**Problem statement:**
Please quote the items below word for word, leaving out the pictures.

(Saved entries)
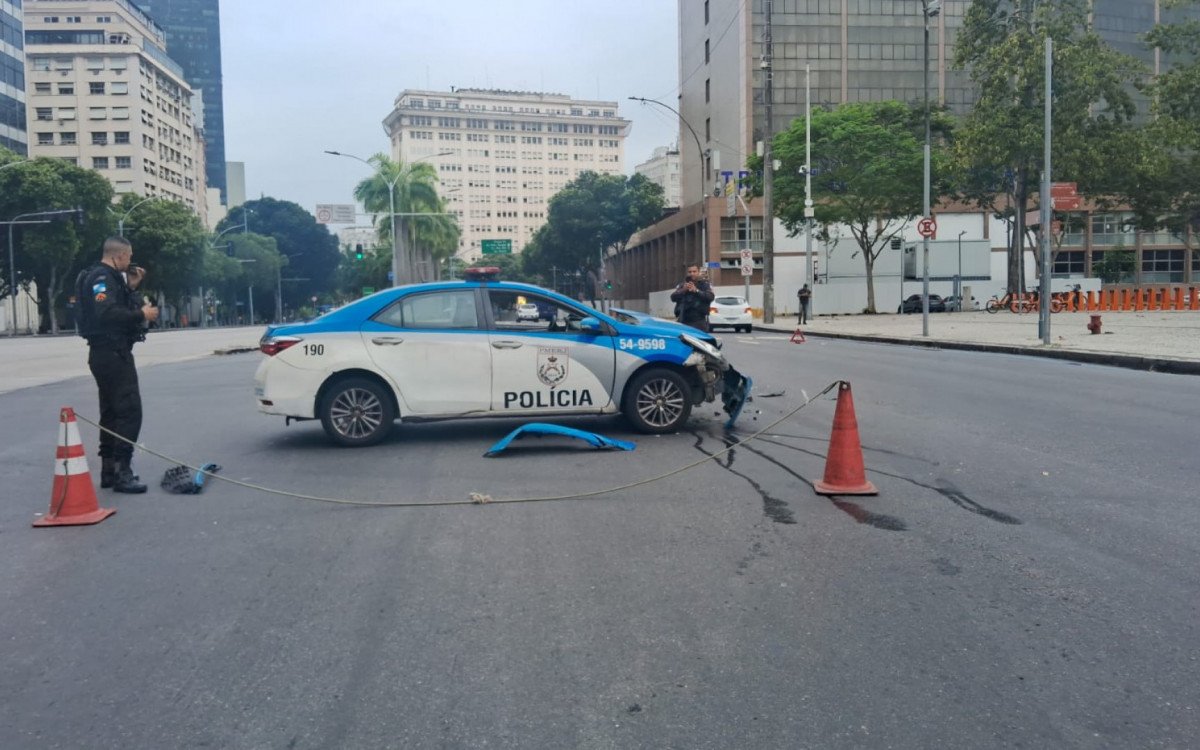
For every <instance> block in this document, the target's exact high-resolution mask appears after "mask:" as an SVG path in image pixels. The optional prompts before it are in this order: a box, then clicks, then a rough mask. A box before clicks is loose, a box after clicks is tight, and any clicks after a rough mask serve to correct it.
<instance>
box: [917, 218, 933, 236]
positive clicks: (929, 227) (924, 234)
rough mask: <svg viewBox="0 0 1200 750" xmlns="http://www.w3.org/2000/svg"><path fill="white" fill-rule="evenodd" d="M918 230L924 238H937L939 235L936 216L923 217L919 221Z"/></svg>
mask: <svg viewBox="0 0 1200 750" xmlns="http://www.w3.org/2000/svg"><path fill="white" fill-rule="evenodd" d="M917 232H918V233H919V234H920V236H923V238H936V236H937V220H936V218H934V217H929V218H923V220H920V221H919V222H917Z"/></svg>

**Response area:**
For every <instance> block in this document, the target's exact high-resolution mask appears after "mask:" as an SVG path in image pixels. The optional prompts before it are in this order: a box, then clicks, then a rough mask. A box before clicks is loose, a box after clicks is tight, and any clicks after a rough mask serve to correct it.
<instance>
box: [917, 218, 933, 236]
positive clicks: (929, 227) (924, 234)
rough mask: <svg viewBox="0 0 1200 750" xmlns="http://www.w3.org/2000/svg"><path fill="white" fill-rule="evenodd" d="M918 230L924 238H937L939 235L936 216L923 217L919 221Z"/></svg>
mask: <svg viewBox="0 0 1200 750" xmlns="http://www.w3.org/2000/svg"><path fill="white" fill-rule="evenodd" d="M917 232H918V233H919V234H920V236H923V238H936V236H937V220H936V218H934V217H929V218H923V220H920V221H919V222H917Z"/></svg>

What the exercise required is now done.